Top of Reading text

Crypto 101: Different Types of Cryptocurrencies
You've probably heard of cryptocurrencies like Bitcoin, with its increasing popularity and the recent Bitcoin ETF approval by The Securities and Exchange Commission, but did you know there are many other types out there?
In this beginner-friendly guide, we'll break down the different kinds of cryptocurrencies so you can understand what makes each one unique.
What are Cryptocurrencies?
Think of cryptocurrencies as digital money. They're like regular currencies (like dollars or euros), but they exist only in digital form and aren't issued by any central authority. Instead, they use something called blockchain technology to keep track of who owns what. Cryptocurrency can be categorized into two main types - Coins and Tokens. We will start with coins.
Coins
Coins are the native currencies of specific blockchains. For example, Bitcoin (BTC), Ethereum (ETH), Solana (SOL), Litecoin (LTC), Ripple (XRP) are all native currencies on their specific blockchains. The primary function of coins is the be used as digital currency or store of value. Coins share certain characteristics with traditional forms of value exchange: they are fungible, divisible, portable, and limited in supply.
1. Bitcoin
Bitcoin is like the original gangster (OG) of cryptocurrencies. It burst onto the scene in 2009, created by a mysterious person or group called Satoshi Nakamoto. Even after 15 years, it's still the king of the crypto world, with the highest value and popularity. Some call it 'digital gold' because, like gold, there's a limited supply – only 21 million bitcoins will ever exist, and there are still 2 million left to be mined. Right now, it's valued at nearly $70,000 per unit, making it a big deal in the world of digital currencies.
2. Altcoin
"Altcoins" is just a fancy term for "alternative coins" – basically, any cryptocurrency that's not Bitcoin. There are tons of altcoins out there, each with its own special features. For example, there's Ether on Ethereum, which lets you create smart contracts – these are like self-running contracts that work on the blockchain. While some people argue whether Ether should be called an altcoin, since it's second only to Bitcoin in value, it's still not Bitcoin.

Bottom of Reading text
Top of Data to examine

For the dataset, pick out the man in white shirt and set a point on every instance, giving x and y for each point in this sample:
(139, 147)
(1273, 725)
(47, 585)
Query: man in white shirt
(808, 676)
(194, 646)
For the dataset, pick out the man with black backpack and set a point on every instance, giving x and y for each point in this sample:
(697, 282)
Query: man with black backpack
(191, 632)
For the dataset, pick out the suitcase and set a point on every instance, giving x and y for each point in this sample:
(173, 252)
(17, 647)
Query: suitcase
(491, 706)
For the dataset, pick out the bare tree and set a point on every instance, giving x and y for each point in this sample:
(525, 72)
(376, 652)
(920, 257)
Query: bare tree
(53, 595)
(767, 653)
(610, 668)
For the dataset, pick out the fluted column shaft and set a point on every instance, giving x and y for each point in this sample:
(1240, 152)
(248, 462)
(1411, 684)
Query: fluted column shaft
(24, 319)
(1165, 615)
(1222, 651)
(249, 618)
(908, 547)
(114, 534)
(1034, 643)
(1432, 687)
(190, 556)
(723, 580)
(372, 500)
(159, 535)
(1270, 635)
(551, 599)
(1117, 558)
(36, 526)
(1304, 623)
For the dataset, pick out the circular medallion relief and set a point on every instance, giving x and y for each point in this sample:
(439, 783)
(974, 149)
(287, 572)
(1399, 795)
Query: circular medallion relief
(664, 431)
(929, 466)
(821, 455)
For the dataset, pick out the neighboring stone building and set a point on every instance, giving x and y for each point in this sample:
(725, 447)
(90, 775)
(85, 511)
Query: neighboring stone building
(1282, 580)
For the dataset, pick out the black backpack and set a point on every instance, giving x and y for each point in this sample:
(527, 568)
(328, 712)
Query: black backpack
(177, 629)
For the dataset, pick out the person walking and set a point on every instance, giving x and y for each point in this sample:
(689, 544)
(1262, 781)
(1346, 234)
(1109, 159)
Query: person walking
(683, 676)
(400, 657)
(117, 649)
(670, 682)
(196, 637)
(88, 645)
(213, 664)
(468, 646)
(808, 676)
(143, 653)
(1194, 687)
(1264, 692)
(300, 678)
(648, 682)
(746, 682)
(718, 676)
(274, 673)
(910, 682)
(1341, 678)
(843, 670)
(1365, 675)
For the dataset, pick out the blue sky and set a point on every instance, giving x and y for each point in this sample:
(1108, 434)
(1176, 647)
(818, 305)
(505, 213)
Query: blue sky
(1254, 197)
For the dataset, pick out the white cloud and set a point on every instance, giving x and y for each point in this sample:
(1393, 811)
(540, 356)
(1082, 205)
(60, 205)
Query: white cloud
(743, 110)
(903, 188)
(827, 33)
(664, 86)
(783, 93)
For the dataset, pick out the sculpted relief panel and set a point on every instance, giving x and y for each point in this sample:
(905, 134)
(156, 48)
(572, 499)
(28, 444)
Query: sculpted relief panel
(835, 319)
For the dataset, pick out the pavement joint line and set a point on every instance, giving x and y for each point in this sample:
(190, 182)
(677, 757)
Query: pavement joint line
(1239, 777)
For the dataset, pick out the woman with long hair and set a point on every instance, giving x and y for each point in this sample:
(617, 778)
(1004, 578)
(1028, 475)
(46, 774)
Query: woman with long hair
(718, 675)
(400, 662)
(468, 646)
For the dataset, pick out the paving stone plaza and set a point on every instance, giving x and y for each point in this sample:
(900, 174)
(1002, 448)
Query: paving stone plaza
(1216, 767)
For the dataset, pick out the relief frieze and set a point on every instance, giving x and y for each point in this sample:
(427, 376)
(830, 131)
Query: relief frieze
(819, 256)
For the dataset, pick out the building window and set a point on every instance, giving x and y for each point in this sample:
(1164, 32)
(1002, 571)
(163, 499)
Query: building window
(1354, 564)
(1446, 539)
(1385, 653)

Bottom of Data to examine

:: Exercise goal ::
Transcribe the cryptocurrency guide from "Think of cryptocurrencies" to "start with coins.". The items are not needed for anything that follows.

:: Reply to the task ::
Think of cryptocurrencies as digital money. They're like regular currencies (like dollars or euros), but they exist only in digital form and aren't issued by any central authority. Instead, they use something called blockchain technology to keep track of who owns what. Cryptocurrency can be categorized into two main types - Coins and Tokens. We will start with coins.